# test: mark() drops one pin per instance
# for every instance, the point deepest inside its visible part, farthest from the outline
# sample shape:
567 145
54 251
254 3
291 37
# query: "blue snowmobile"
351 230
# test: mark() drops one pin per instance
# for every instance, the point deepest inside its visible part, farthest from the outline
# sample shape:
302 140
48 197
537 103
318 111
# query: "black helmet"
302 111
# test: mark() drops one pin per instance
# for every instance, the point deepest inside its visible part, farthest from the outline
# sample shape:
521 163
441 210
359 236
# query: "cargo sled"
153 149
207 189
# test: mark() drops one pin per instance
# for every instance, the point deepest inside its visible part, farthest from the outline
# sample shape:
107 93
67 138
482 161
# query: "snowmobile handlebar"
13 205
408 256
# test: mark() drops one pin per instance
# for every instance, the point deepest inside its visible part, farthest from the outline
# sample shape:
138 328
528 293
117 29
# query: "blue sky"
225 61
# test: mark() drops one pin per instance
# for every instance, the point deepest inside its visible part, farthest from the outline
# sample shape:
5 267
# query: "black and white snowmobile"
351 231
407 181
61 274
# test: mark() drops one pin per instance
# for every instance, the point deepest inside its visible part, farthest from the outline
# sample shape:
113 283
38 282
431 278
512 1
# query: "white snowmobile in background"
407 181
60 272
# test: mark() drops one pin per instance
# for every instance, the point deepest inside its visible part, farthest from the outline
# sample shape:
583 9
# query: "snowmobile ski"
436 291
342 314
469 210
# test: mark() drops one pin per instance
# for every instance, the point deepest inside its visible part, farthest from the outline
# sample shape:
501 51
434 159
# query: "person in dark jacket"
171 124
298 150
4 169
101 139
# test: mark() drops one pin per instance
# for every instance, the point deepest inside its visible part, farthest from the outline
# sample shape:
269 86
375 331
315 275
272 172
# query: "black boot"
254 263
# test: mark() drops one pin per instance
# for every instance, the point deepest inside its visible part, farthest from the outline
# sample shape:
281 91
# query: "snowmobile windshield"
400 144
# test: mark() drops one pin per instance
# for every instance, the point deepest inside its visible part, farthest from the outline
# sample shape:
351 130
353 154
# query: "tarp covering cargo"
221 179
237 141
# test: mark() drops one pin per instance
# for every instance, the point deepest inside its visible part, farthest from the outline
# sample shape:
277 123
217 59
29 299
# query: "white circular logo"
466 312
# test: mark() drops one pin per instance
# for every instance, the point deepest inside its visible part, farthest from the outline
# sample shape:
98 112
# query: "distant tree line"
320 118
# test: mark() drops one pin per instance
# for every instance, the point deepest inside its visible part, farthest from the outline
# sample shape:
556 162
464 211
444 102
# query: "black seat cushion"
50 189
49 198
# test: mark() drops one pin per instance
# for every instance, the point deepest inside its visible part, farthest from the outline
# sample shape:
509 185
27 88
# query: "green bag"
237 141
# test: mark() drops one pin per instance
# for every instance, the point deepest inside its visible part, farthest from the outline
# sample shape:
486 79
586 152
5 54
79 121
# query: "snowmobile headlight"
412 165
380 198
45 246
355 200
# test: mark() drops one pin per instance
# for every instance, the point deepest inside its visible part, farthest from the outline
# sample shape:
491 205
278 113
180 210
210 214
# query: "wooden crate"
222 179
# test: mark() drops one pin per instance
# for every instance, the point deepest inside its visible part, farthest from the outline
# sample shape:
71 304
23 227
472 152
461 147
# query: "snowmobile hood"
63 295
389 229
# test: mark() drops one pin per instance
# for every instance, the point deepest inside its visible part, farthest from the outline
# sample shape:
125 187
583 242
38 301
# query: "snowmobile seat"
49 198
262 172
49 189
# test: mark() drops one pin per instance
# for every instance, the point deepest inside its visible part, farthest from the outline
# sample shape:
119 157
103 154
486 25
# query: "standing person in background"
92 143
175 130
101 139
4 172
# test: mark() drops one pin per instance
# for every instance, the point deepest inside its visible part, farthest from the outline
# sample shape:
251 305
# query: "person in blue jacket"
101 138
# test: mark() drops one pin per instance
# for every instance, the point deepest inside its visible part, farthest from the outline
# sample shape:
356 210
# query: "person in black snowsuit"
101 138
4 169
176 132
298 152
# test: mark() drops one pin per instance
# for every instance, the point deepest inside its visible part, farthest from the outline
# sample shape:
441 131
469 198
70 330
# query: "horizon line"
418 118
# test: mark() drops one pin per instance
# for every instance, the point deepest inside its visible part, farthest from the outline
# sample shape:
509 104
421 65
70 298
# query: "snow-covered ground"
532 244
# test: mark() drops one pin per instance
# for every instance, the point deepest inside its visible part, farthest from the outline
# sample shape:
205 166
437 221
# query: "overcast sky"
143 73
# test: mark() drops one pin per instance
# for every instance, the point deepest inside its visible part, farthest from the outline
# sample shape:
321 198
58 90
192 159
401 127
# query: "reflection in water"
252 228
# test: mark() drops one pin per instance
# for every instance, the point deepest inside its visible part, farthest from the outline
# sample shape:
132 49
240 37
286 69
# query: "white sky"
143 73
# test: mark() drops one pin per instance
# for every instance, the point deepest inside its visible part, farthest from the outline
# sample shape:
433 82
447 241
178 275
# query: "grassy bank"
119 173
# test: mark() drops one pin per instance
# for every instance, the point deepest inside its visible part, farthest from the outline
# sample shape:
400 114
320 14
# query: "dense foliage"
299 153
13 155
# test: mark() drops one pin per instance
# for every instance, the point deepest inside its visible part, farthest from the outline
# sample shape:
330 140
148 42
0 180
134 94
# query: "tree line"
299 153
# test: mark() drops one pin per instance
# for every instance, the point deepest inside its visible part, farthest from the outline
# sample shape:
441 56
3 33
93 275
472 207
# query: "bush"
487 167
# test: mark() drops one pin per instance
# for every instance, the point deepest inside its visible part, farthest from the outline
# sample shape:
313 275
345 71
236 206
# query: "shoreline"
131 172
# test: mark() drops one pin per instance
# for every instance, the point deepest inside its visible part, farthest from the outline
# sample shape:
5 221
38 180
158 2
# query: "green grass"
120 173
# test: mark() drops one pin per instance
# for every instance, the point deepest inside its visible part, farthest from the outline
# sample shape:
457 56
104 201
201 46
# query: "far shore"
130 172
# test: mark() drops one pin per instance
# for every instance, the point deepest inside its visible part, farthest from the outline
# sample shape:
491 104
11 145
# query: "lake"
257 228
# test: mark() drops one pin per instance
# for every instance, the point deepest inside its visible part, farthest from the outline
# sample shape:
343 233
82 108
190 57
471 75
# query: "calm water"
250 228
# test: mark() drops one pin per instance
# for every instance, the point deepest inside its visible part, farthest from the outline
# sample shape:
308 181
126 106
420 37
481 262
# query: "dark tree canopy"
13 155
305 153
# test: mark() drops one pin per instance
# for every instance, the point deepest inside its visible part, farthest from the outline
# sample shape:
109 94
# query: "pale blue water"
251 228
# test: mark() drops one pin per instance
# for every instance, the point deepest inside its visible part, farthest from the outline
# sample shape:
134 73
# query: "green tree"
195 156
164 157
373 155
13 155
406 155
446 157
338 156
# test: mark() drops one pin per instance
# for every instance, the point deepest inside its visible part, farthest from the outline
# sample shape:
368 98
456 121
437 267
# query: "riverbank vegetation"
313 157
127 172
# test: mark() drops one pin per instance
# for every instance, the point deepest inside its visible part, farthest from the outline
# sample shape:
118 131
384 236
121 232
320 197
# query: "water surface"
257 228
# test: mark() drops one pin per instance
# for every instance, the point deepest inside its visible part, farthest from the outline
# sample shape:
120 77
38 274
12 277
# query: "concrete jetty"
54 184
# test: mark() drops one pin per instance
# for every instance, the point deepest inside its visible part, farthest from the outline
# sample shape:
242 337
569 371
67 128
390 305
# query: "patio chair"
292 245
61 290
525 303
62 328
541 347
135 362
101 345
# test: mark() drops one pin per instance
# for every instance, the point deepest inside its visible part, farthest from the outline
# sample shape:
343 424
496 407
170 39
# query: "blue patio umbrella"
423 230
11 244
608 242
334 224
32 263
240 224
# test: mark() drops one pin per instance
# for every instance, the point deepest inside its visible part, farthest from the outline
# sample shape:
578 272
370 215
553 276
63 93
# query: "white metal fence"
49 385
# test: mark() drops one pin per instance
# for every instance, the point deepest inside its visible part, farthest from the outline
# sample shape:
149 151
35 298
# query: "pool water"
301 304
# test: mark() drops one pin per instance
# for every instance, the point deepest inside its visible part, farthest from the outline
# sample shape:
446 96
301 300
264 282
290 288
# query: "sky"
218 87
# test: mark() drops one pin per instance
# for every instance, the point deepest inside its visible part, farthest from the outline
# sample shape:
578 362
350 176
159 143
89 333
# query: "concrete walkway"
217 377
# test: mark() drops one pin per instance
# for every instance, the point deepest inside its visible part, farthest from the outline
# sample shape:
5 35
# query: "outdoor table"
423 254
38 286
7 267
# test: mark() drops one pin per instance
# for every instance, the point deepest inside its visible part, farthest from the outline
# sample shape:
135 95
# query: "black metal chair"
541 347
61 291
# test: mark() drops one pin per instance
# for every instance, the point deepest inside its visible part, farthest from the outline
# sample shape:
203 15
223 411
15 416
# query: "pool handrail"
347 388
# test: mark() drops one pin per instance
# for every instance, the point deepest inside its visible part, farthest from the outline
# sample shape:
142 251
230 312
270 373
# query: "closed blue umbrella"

> Haz esto: Extrae del material todas las líneas que contengan la palabra "dark".

> Solución:
# query: "person in dark jacket"
# query: "dark tree canopy"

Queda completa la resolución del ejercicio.